Il y a par ailleurs une vague de transformation digitale qui prend forme avec le télétravail et la visioconférence. Même les entreprises récalcitrantes ont franchi le pas. Au point que le quartier de la Défense pourrait bientôt devenir un lieu lugubre empli de bureaux vides. Je crois en effet que le télétravail va significativement s’installer… mais que l’on découvrira plus tard que cette formule constitue aussi un frein à l’innovation. IBM a par exemple renoncé à cette modalité organisationnelle, après y avoir incité pendant plus de 20 ans, en raison d’un effondrement de la créativité. La machine à café, les discussions de couloirs, et même les intrigues qui s’y nouent sont des éléments essentiels du désir de création. Voilà un sujet très important qui, là aussi, devrait attirer la vigilance des chercheurs. Il serait également utile d’analyser l’impact de la virtualisation sur les relations de travail, y compris en matière d’architecture et d’ergonomie. Il est en effet vraisemblable que les sièges sociaux se contractent, au moins provisoirement, et que les open spaces ne soient plus jugés si pertinents. Comment les grandes entreprises vont-elles pouvoir occuper et donner du sens à des collaborateurs qui évoluent au sein d’une telle configuration ?
Depuis 4 ans, nous développons à l’École de Paris du management un séminaire intitulé Transformation Numérique. À la faveur de nos rencontres et de nos débats sur des cas réels, nous nous sommes aperçus que de très grandes entreprises françaises opéraient d’extraordinaires transformations dont on ne parlait pas. La mode de la startup a en effet littéralement envahi les modes de pensée concernant les enjeux de transformation et d’innovation, de sorte que les entreprises classiques semblaient condamnées à laisser la place aux jeunes.

# Consigne
D'après le texte fourni, pourquoi IBM a-t-il renoncé au télétravail ?

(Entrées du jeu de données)
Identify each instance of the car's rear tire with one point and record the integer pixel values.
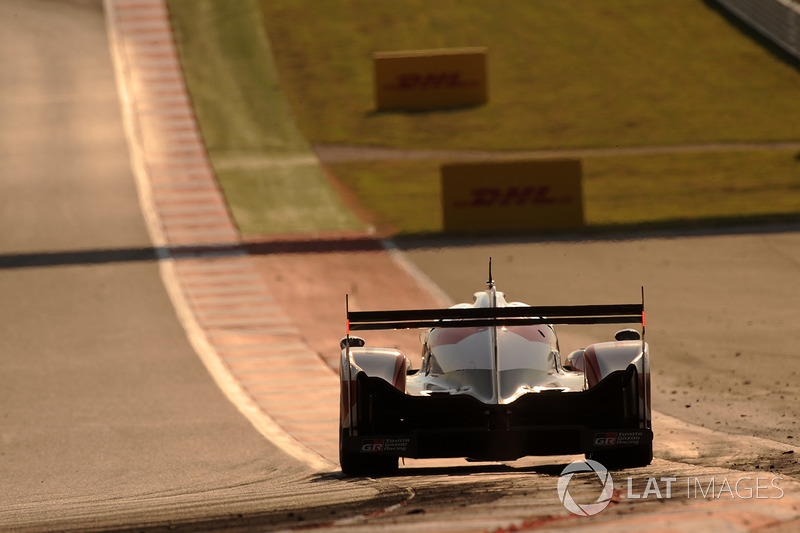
(359, 464)
(624, 457)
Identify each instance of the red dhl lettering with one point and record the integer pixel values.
(511, 196)
(430, 80)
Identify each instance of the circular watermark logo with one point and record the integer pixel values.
(588, 509)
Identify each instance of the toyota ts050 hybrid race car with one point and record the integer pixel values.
(493, 387)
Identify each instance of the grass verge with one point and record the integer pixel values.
(259, 155)
(562, 73)
(665, 189)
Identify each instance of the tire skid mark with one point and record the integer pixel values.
(258, 358)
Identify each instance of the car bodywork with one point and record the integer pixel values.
(493, 386)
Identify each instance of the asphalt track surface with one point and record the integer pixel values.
(108, 417)
(110, 420)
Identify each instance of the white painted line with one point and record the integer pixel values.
(204, 315)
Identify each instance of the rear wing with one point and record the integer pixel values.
(496, 316)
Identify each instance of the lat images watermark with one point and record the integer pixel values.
(665, 487)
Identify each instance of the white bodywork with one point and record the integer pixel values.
(495, 364)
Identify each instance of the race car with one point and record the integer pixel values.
(492, 386)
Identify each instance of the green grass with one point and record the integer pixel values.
(562, 73)
(258, 153)
(671, 190)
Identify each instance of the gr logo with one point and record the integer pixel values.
(605, 439)
(375, 445)
(605, 494)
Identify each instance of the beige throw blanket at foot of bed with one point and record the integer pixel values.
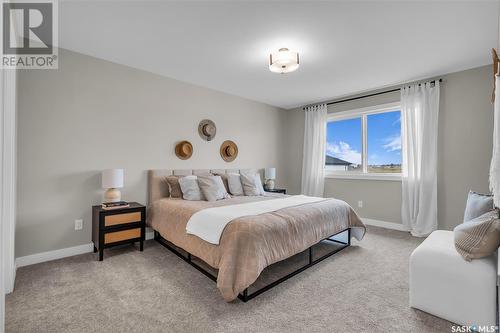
(251, 243)
(209, 223)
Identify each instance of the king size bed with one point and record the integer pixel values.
(258, 232)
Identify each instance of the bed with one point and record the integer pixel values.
(248, 244)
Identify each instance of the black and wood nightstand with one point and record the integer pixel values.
(277, 190)
(118, 226)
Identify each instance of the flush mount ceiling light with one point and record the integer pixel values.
(283, 61)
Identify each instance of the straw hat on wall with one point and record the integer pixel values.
(228, 151)
(184, 150)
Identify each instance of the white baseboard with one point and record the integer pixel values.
(53, 255)
(385, 224)
(61, 253)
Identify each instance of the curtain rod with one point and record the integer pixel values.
(374, 94)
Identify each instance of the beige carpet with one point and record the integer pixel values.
(363, 288)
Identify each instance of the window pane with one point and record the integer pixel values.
(343, 145)
(384, 142)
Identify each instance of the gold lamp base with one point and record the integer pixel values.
(270, 184)
(112, 195)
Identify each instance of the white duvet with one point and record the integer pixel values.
(209, 223)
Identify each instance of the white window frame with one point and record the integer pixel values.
(363, 113)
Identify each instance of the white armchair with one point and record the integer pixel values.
(442, 283)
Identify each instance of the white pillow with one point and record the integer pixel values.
(190, 189)
(234, 184)
(252, 185)
(212, 188)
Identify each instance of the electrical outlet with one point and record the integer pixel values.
(78, 224)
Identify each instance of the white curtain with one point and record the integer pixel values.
(495, 158)
(313, 163)
(419, 117)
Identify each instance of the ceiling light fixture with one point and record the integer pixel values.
(283, 61)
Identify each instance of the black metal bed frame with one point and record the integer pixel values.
(245, 296)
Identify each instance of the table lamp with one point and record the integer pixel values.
(270, 176)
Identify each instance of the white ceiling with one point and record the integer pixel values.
(345, 47)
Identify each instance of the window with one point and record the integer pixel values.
(364, 142)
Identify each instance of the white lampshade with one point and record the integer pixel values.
(270, 173)
(112, 178)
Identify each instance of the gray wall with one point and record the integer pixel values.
(92, 114)
(464, 148)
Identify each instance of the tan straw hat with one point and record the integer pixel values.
(184, 150)
(207, 129)
(228, 151)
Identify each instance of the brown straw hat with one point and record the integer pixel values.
(207, 129)
(228, 150)
(184, 150)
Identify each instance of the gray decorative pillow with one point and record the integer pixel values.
(224, 178)
(479, 237)
(212, 188)
(252, 184)
(234, 183)
(190, 189)
(477, 205)
(175, 188)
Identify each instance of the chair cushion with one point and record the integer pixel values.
(479, 237)
(477, 205)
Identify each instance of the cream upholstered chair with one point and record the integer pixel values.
(442, 283)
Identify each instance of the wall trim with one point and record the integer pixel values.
(8, 174)
(385, 224)
(87, 248)
(61, 253)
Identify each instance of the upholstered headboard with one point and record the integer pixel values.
(158, 186)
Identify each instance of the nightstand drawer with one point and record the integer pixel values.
(112, 237)
(110, 220)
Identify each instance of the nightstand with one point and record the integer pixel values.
(118, 226)
(277, 190)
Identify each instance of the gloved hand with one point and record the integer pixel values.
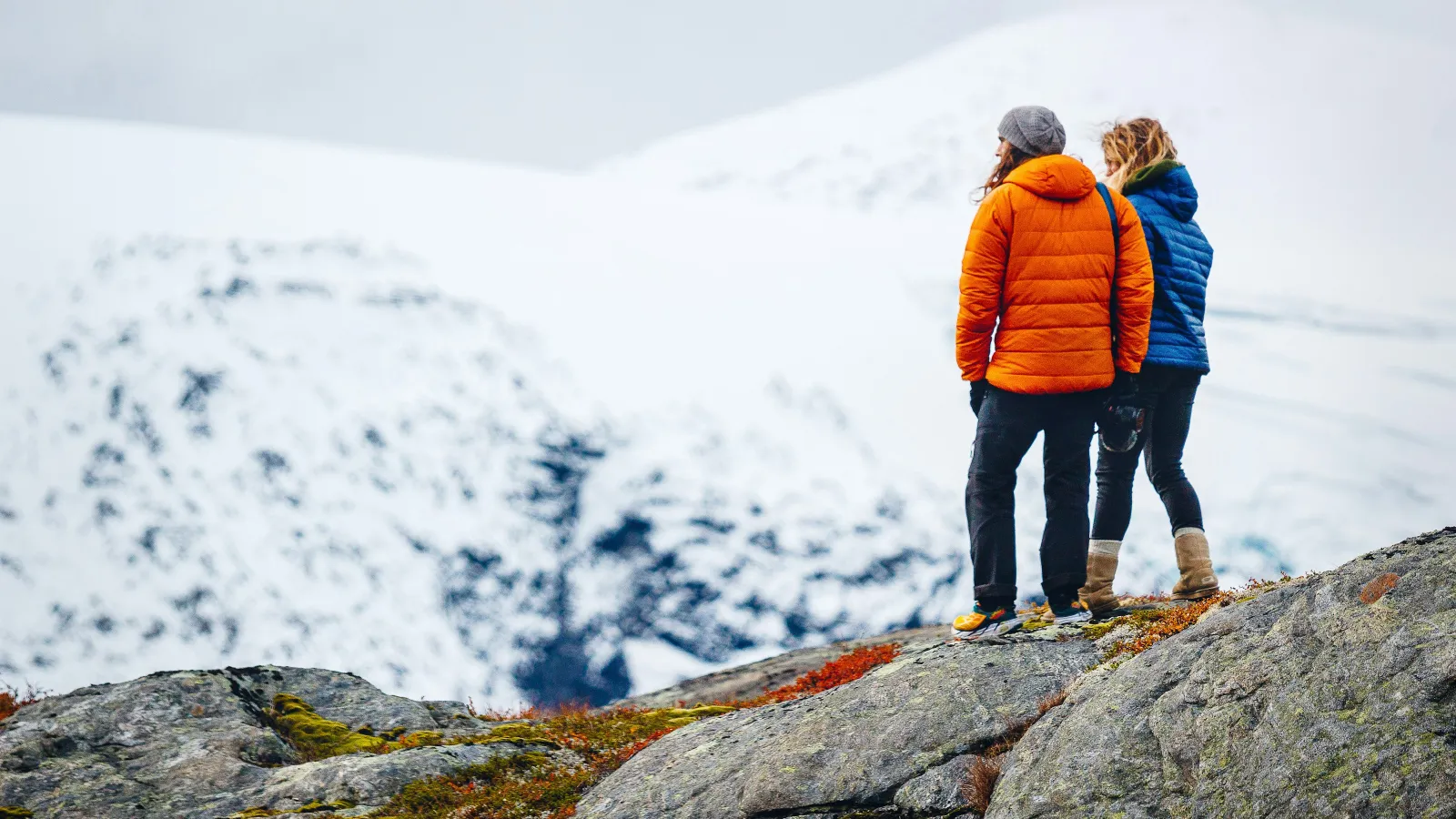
(977, 395)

# Réponse
En raison d'un effondrement de la créativité.